** Begin Supplied text **

2010-04-27 Thread Toshio Kuratomi
On Tue, Apr 27, 2010 at 09:41:02AM +0200, Tarek Ziadé wrote:
 On Tue, Apr 27, 2010 at 1:24 AM, Toshio Kuratomi a.bad...@gmail.com wrote:
  On Mon, Apr 26, 2010 at 05:46:55PM -0400, Barry Warsaw wrote:
  On Apr 26, 2010, at 09:39 PM, Tarek Ziadé wrote:
 
  You should be permissive on that one. Until we know how to describe 
  resource
  files properly, __file__ is what developer use when they need their 
  projects
  to be portable..
 
  Until then, isn't pkg_resources the best practice for this?  (I'm pretty 
  sure
  we've talked about this before.)
 
  I would have to say no to this.  Best practice from the Linux packager POV
  would be something like this
 
  foo/
  foo/__init__.py
  foo/paths.py::
 
   # Global paths where resources are installed
   HELPDIR='/usr/share/foo/help'
   TEMPLATEDIR='/usr/share/foo/templates'
   CACHEDIR='/var/cache/foo'
   DBDIR='/var/lib/foo/db'
   PRIVATEMODDIR='/usr/share/foo/foolib'
   PLUGINDIR='/usr/lib/foo/plugins'
   LOCALEDIR='/usr/share/locale'
 
  foo/do_things.py::
   import foo.paths
   import os.path
   # connect to the db
   db = foo_connect(os.path.join(foo.paths.DBDIR, 'foodb.sqlite'))
 
  Using this strategy, you, the developer, can set the default paths to
  whatever makes the most sense for your target but the packager can go
  through and patch new locations in a single file that are used throughout
  your program.
 
 
 You are making the assumption that the developers know what are the
 global paths on each platform.

** End Supplied text **
** Begin Data supplied **

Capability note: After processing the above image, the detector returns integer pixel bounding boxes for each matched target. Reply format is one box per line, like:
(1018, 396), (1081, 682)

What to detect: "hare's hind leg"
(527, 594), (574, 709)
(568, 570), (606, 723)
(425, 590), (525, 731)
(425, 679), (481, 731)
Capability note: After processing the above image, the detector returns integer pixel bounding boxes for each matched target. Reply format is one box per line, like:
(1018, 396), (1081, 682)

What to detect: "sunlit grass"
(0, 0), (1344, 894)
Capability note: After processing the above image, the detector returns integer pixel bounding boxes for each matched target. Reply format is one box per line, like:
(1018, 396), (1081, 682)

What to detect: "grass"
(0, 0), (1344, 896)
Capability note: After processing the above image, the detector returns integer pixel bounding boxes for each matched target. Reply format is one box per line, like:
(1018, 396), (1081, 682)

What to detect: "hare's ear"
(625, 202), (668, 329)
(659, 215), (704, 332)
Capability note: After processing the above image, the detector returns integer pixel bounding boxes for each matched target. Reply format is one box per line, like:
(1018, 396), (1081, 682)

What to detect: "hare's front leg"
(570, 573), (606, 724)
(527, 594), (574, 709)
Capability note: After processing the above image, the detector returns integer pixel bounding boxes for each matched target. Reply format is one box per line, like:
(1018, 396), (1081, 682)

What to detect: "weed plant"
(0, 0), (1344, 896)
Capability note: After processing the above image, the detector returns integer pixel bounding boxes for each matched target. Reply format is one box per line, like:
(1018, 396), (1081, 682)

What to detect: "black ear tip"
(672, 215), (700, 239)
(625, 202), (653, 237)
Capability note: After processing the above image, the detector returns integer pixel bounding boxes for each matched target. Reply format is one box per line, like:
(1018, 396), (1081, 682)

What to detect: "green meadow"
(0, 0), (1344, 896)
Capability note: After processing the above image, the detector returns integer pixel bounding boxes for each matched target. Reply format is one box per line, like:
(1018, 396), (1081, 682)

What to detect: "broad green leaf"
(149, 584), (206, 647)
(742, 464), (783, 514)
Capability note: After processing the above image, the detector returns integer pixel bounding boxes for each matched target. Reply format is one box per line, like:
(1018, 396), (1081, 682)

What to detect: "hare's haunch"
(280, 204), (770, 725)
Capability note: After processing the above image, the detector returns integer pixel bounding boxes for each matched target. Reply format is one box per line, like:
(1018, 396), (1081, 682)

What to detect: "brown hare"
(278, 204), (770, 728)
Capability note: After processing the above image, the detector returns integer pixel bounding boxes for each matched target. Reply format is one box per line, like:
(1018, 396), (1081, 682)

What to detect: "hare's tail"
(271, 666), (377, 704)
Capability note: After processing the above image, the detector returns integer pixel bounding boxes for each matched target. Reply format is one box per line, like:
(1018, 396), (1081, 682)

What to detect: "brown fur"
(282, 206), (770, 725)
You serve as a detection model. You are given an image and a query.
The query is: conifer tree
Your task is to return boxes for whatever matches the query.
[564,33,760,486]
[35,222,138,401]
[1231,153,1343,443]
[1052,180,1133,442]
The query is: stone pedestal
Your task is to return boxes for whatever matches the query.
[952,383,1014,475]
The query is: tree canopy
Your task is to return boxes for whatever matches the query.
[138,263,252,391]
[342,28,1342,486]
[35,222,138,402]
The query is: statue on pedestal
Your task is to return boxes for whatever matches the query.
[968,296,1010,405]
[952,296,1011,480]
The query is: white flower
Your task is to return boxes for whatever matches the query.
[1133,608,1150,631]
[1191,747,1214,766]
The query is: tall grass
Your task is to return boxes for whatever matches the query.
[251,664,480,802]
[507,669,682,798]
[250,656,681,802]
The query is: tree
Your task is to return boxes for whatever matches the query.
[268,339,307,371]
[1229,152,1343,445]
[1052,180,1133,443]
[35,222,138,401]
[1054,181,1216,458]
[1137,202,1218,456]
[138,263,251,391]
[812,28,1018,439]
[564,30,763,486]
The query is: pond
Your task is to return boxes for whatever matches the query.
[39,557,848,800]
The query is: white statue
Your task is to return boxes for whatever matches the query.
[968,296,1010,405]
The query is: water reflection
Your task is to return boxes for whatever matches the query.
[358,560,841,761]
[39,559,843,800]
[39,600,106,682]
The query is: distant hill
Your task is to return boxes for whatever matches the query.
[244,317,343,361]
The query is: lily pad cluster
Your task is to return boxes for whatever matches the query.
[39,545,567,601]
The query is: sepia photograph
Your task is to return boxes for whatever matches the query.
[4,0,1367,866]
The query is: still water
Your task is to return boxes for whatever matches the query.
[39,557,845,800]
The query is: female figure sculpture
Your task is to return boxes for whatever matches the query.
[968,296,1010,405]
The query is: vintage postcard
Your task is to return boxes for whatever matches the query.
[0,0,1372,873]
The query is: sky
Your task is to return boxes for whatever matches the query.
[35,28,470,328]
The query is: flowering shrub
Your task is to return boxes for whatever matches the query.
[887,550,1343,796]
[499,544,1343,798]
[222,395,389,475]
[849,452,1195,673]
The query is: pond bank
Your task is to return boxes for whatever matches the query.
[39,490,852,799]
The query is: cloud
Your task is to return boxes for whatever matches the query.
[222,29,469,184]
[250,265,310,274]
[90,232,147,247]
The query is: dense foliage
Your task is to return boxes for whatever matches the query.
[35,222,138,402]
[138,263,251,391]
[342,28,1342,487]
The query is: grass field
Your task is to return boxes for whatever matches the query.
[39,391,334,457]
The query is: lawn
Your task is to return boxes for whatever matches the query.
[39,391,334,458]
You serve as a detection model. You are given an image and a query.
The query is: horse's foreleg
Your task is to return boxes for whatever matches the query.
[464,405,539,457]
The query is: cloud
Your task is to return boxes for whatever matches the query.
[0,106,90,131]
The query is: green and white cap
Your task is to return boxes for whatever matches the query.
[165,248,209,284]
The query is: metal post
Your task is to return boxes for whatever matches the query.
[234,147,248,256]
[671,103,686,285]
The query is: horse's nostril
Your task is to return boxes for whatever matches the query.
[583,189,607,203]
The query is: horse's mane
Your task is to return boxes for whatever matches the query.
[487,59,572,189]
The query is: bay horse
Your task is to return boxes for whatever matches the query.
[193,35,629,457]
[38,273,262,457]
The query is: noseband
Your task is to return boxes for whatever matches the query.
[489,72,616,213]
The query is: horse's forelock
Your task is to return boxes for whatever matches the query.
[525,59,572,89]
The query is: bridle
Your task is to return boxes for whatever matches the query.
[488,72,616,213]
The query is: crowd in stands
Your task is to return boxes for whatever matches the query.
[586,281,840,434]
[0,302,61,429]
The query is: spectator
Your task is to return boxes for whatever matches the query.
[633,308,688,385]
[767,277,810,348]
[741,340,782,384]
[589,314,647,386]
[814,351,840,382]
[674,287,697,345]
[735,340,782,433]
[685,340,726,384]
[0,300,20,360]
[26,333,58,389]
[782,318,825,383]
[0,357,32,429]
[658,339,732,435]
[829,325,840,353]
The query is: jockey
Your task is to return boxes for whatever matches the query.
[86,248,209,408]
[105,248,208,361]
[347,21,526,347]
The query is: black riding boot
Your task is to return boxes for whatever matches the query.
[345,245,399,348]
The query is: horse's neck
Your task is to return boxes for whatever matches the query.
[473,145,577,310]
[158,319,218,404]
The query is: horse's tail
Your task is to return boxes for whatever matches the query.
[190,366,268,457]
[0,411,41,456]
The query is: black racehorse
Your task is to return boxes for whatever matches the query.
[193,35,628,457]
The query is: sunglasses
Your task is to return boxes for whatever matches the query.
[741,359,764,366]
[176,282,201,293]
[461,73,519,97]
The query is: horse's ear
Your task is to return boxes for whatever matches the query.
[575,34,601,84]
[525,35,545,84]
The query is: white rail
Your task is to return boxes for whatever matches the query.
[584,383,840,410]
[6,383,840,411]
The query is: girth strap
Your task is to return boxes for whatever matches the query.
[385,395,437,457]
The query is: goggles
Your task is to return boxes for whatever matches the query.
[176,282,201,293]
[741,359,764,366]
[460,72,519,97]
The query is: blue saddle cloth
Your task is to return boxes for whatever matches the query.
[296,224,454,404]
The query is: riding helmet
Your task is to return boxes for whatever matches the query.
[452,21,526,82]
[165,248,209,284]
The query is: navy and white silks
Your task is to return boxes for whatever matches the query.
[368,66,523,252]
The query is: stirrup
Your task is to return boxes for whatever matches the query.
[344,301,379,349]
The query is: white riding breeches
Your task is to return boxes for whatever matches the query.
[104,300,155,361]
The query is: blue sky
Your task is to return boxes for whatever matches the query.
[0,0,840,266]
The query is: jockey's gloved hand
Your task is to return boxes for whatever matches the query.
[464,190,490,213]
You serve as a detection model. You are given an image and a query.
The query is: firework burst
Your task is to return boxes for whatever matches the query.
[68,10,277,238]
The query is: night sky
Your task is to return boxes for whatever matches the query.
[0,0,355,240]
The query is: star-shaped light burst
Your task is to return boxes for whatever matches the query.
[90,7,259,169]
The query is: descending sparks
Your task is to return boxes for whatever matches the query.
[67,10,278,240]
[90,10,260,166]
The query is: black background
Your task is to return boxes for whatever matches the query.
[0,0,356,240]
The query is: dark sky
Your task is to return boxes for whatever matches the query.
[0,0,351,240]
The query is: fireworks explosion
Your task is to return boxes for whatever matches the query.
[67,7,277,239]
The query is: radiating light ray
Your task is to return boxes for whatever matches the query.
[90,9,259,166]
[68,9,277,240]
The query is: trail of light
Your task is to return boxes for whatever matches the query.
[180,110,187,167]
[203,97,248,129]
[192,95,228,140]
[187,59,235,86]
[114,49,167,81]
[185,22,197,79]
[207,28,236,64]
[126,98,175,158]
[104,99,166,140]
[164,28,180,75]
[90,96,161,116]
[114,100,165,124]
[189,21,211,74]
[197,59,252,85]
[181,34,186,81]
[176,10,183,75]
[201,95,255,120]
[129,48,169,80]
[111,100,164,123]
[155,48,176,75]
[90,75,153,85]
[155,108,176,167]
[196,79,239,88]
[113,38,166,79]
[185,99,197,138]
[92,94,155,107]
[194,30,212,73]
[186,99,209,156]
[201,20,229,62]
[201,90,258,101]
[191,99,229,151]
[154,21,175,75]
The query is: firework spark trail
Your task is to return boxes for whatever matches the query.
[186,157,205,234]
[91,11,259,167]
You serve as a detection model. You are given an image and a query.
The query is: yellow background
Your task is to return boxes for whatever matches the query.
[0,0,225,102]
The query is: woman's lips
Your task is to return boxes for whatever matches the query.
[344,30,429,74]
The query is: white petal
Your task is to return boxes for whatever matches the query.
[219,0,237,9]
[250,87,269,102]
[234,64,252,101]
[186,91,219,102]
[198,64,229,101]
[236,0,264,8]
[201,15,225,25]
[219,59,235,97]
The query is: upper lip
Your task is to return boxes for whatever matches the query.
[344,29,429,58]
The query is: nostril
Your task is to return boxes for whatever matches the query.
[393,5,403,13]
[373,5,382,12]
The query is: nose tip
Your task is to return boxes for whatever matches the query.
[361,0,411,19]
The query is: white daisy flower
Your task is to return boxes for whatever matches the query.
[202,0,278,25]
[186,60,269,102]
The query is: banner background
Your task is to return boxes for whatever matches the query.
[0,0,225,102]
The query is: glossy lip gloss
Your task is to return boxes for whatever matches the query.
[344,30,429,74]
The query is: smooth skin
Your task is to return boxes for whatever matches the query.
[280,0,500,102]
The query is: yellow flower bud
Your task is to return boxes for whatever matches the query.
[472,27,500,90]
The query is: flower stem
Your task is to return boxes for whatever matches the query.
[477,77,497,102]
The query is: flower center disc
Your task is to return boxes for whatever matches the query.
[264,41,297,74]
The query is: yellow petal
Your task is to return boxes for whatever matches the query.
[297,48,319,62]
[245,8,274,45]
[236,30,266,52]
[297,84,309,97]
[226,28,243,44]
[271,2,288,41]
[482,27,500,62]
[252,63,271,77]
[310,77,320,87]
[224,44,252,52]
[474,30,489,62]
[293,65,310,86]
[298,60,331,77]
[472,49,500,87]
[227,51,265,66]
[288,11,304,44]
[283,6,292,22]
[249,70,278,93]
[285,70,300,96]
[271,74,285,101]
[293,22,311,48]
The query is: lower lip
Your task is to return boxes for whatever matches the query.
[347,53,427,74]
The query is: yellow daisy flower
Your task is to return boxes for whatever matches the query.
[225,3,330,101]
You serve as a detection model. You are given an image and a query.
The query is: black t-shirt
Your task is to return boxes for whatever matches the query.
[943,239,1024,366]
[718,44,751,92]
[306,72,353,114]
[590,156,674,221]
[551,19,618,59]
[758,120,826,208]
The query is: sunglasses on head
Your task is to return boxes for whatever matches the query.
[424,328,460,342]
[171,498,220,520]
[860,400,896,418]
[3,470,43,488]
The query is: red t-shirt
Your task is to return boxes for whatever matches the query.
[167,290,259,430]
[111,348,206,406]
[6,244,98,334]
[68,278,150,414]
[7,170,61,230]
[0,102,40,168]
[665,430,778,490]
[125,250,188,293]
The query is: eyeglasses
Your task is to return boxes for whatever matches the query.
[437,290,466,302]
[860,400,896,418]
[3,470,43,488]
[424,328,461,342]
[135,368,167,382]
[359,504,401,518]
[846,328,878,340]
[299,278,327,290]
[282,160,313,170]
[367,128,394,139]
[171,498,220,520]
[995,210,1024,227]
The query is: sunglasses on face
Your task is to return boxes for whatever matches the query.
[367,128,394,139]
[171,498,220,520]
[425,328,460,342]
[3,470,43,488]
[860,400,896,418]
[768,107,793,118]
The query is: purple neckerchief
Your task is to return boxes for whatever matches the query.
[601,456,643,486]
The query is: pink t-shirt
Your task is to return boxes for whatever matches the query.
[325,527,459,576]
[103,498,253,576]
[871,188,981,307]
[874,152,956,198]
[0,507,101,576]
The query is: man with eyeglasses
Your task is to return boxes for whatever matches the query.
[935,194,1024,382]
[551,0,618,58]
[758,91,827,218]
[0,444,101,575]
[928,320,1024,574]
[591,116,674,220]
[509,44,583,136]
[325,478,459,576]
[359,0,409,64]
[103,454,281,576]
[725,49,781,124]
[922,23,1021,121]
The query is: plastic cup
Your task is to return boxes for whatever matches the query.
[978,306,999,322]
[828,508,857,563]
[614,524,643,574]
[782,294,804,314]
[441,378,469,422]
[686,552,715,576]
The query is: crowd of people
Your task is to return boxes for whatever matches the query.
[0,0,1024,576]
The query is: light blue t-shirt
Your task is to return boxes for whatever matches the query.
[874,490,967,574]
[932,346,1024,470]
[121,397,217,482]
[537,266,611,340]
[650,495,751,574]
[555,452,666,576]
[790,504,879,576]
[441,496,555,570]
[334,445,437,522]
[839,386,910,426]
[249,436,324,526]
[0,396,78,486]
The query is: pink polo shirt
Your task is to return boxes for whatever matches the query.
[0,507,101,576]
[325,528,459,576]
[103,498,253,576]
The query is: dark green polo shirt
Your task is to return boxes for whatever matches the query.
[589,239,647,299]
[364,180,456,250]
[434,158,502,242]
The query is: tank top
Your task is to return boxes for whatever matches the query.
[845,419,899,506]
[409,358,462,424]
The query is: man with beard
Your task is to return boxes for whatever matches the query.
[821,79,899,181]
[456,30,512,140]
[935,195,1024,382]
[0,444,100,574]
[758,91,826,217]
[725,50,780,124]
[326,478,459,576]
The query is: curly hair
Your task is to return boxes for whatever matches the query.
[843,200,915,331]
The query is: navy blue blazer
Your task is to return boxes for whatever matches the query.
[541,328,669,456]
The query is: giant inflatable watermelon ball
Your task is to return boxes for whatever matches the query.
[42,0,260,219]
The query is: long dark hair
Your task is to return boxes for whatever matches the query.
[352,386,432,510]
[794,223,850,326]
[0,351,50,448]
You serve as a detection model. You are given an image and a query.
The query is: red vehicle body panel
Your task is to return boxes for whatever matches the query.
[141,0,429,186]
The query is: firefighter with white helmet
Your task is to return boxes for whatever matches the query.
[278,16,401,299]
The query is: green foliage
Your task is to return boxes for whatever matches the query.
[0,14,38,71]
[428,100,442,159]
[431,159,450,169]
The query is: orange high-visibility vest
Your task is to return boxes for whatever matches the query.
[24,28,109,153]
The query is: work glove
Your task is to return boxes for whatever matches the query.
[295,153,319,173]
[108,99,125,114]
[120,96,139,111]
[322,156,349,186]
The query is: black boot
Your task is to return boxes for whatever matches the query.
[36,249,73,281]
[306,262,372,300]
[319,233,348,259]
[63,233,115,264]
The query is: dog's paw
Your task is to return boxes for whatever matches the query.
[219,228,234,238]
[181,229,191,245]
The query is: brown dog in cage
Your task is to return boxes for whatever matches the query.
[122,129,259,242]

** End Data supplied **

_Given instruction 1_
In the packaging thread, what path is assigned to CACHEDIR in the example paths file?
_Given instruction 2_
Summarize the packaging thread in three sentences.
_Given instruction 3_
Continue the packaging thread from where it stops.

_Exercise answer 1_
CACHEDIR is set to '/var/cache/foo'.

_Exercise answer 2_
One message urges permissiveness about __file__, since developers use it to keep projects portable until resource files can be described properly, and a reply asks whether pkg_resources is the best practice instead. The answer is no from the Linux packager's point of view, which favors a single paths module that defines global locations for help files, templates, cache, database, plugins, and locales. The developer can set sensible defaults there and the packager can patch new locations in that one file, though a final message objects that this assumes developers know the global paths on each platform.

_Exercise answer 3_
No, I'm not.  The developer needs to establish sane categories, but doesn't
need to worry about the exact paths.  For instance, this would be perfectly
fine:

foo/path.py::
  HELPDIR=os.path.join(os.dirname(__file__), 'help')
  TEMPLATEDIR=pkg_resources.resource_filename('foo', 'templates')
  CACHEDIR=os.path.join(os.environ.get('HOME', '/tmp'), 'foocache')

Then the individual platform packagers can patch the single file, paths.py
according to the neecds oftheir platform.

 I don't think people would do that unless we
 provide these paths already, and that's basically the goal of the next PEP.
 
s/paths/categories/ and I'll agree.   As I said, the PEP does a lot of
things right in this area.  We're able to push decisions about filesystem
paths out to a higher level using the PEP whereas the current state of the
art has us needing to figure it all out as individual developers :-(

[...]
 
 Until then, the only approach a developer has to make sure he can access to 
 his
 resource files, is to have them alongside the code.
 
I don't think so -- but this scheme certainly allows that.  I think that
many developers who are targeting Linux will find it more natural to specify
FHS compliant paths for their files.  Someone who is developing an app to be
portable will likely find that placing files alongside code is more natural
(although even this isn't truly portable -- CACHEDIR and other stateful
files will break under the assumption that you can write to a file/directory
alongside the module).

And like I say, this is just about the best workaround available now.
Implementation of the PEP makes this area much better.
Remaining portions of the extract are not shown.